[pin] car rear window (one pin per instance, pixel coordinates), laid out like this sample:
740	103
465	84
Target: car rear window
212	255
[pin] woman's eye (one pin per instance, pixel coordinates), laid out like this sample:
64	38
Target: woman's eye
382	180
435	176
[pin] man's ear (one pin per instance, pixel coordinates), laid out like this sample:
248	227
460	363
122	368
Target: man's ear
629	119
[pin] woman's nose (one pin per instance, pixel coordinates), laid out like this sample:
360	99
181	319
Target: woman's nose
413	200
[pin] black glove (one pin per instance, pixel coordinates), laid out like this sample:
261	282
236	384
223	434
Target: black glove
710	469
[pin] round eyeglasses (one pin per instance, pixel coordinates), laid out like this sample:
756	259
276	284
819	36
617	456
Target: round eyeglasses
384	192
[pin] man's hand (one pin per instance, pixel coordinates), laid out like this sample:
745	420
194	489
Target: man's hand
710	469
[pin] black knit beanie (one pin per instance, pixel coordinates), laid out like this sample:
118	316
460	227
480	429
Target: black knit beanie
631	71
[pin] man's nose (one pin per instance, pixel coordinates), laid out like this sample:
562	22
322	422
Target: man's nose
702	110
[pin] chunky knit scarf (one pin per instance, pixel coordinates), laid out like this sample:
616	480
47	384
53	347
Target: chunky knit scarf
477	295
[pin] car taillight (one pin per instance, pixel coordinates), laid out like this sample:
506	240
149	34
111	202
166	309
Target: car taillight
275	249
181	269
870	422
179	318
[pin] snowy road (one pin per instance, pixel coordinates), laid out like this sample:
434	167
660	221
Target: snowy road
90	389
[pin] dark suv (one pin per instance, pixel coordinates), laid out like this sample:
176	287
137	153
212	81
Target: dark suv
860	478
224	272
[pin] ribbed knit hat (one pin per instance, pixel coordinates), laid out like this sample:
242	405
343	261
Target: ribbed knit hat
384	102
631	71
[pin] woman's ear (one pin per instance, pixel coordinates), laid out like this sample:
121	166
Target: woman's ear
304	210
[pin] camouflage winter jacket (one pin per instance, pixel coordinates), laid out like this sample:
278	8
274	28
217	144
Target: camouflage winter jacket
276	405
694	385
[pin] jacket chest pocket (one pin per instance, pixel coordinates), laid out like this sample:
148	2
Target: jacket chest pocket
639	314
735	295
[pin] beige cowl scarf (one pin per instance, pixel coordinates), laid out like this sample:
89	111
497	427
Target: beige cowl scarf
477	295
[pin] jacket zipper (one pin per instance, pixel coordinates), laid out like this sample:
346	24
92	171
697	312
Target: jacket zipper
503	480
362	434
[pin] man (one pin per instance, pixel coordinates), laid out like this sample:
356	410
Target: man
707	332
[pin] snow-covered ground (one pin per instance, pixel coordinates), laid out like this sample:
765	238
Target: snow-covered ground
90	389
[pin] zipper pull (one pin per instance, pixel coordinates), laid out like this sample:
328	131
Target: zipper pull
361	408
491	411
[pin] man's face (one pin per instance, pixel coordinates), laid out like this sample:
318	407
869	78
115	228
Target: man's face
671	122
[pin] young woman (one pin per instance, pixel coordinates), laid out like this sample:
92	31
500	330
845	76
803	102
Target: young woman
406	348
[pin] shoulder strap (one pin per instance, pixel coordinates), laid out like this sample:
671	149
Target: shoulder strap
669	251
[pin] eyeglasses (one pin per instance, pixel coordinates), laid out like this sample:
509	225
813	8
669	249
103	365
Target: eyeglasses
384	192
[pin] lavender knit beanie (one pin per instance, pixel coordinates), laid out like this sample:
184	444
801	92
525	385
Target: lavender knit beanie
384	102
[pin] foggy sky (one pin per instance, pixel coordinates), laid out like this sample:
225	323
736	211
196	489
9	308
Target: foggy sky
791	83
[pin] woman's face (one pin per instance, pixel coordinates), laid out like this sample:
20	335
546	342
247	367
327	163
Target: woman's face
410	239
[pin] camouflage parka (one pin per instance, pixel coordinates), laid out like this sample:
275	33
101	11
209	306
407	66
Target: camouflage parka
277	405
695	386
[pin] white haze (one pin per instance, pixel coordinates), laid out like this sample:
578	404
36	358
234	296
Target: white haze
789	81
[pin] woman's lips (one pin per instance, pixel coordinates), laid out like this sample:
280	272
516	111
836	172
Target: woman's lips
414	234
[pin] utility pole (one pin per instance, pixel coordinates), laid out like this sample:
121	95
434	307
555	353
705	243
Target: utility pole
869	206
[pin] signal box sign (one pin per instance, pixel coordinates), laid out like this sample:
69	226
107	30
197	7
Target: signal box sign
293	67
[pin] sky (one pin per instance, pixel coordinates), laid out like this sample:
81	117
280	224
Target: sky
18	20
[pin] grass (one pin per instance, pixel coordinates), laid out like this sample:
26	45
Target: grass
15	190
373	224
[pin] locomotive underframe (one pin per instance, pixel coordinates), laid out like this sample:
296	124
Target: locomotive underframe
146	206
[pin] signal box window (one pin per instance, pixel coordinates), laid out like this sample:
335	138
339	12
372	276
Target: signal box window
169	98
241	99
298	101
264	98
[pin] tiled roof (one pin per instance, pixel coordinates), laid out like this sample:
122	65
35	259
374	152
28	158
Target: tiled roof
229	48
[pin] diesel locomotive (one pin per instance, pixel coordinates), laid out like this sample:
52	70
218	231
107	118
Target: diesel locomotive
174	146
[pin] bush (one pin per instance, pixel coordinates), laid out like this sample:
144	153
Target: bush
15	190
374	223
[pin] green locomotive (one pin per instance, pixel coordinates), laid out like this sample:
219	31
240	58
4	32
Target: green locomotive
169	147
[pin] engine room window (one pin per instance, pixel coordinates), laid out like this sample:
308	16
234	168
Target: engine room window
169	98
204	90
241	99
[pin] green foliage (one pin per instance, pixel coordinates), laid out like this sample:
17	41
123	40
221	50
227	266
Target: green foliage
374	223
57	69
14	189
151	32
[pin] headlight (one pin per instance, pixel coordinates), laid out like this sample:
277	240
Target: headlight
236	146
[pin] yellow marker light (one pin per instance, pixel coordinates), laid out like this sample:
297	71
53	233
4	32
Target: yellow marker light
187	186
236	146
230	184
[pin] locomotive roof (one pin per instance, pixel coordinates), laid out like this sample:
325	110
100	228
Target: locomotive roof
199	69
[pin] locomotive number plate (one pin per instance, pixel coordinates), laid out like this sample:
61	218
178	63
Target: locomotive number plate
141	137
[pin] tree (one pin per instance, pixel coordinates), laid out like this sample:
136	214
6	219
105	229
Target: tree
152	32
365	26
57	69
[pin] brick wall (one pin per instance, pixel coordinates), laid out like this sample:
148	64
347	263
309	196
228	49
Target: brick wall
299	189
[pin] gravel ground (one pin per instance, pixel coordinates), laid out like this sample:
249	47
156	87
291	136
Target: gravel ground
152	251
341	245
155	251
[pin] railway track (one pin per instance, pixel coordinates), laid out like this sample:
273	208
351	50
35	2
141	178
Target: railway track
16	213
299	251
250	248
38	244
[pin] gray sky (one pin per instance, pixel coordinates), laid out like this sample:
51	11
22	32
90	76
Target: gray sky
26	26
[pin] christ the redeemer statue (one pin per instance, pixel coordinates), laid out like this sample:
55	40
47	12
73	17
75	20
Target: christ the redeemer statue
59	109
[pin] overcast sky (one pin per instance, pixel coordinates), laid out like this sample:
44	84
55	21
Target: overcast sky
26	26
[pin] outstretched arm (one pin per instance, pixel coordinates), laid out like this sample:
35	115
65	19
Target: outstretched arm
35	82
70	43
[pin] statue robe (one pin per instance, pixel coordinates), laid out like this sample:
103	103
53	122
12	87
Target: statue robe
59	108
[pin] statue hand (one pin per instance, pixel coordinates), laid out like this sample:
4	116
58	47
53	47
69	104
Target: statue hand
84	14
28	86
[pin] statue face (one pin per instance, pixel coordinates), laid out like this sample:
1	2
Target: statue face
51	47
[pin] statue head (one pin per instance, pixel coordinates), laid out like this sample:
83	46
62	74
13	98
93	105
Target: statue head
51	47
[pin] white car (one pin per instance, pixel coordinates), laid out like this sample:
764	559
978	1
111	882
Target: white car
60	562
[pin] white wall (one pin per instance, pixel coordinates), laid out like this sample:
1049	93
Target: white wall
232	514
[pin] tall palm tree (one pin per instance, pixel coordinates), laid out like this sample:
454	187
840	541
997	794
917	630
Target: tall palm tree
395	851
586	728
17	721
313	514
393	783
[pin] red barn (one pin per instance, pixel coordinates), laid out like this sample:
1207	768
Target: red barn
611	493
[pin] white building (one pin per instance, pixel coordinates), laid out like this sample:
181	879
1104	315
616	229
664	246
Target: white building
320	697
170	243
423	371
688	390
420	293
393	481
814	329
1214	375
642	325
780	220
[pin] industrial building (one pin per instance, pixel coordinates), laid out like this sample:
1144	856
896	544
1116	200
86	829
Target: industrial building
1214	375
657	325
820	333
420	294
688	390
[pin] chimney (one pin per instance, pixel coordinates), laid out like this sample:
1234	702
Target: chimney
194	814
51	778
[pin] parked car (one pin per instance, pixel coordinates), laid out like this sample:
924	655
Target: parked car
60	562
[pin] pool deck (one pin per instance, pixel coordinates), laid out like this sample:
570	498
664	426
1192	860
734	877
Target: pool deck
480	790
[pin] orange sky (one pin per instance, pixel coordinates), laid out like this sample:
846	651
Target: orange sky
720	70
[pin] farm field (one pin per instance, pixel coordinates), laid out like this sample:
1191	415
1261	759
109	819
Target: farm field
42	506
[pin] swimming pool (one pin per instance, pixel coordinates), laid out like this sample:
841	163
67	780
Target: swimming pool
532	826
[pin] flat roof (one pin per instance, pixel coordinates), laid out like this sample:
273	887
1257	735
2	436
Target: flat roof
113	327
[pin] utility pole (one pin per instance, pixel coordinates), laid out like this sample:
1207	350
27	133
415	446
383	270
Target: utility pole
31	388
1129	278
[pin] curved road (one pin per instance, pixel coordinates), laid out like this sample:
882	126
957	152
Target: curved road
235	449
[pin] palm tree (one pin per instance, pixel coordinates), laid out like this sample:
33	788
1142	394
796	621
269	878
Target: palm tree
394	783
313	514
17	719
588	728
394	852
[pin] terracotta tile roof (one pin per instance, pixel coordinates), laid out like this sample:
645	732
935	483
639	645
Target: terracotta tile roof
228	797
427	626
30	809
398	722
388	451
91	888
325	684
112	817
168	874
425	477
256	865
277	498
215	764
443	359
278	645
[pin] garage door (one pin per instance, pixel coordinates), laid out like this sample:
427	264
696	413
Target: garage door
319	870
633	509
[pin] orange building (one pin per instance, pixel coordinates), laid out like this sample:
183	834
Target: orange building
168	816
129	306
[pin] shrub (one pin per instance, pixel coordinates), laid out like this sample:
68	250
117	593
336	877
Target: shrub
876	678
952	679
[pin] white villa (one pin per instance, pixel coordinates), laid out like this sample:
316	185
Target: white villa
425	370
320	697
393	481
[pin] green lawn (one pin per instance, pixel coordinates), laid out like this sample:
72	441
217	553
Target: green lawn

——

● **What is being asked**
Using the listing above, pull out all lines that hold the word "lawn".

● **Result for this exercise**
[pin] green lawn (one pin per instance, pixel coordinates), laid out like this sample:
Target: green lawn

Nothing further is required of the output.